■ WHAT IS EXPECTED
Render the records below as a JSON list of strings, one string per line with blank lines left out, starting at the line that contains "Identify the textured" and continuing through the final line of the records.
_ _ _
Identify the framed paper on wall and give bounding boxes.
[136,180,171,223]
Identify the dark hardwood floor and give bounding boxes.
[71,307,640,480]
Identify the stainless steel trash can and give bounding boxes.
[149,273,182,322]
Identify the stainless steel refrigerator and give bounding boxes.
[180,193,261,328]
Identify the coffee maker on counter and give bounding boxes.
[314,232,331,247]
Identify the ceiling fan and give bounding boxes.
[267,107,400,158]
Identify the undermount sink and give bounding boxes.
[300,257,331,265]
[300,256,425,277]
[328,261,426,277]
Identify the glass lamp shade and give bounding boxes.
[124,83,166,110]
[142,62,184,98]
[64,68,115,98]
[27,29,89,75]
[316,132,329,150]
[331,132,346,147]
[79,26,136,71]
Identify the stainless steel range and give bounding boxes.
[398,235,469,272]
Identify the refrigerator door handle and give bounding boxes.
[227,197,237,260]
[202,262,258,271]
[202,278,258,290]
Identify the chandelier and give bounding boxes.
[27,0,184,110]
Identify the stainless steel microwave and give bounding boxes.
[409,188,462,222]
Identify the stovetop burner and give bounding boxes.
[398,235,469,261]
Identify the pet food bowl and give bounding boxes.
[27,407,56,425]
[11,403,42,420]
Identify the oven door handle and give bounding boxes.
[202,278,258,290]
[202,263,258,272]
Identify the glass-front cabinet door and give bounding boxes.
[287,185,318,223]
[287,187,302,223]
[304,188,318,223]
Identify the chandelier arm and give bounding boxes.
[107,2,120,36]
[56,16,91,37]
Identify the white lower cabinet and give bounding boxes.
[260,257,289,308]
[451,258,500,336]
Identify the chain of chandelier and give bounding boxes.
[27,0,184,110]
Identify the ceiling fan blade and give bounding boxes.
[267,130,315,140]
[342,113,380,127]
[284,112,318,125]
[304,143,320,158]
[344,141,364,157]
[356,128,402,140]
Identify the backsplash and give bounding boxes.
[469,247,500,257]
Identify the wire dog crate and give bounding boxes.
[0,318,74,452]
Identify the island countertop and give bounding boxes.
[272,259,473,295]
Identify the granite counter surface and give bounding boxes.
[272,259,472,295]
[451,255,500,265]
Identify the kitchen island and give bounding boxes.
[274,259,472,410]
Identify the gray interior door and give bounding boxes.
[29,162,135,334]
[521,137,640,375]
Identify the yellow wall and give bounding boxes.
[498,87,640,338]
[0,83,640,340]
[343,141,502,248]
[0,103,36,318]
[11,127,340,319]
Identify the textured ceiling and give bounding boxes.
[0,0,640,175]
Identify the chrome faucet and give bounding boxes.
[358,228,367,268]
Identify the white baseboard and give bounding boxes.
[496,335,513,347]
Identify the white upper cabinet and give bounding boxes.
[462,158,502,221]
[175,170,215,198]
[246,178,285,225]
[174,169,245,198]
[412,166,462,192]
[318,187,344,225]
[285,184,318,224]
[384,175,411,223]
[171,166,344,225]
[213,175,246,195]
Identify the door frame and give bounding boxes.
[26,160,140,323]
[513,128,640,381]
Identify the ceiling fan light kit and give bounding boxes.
_ _ _
■ SOLVED EXERCISE
[
  "Identify the textured ceiling and give bounding boxes.",
  "[0,0,640,175]",
  "Identify the chrome faucet and give bounding boxes.",
  "[358,228,367,268]",
  "Identify the white baseboard and give bounding boxes.",
  "[496,335,513,347]",
  "Identify the white upper cabinet and give bounding boxes.",
  "[462,158,502,221]",
  "[175,170,215,198]",
  "[246,178,285,225]",
  "[174,169,245,198]",
  "[412,166,462,192]",
  "[318,187,344,225]",
  "[285,184,318,224]",
  "[384,175,411,223]",
  "[171,166,344,225]",
  "[213,175,246,195]",
  "Identify the door frame and give bounding boxes.",
  "[26,160,140,323]",
  "[513,128,640,381]",
  "Identify the ceiling fan light kit and give bounding boxes."
]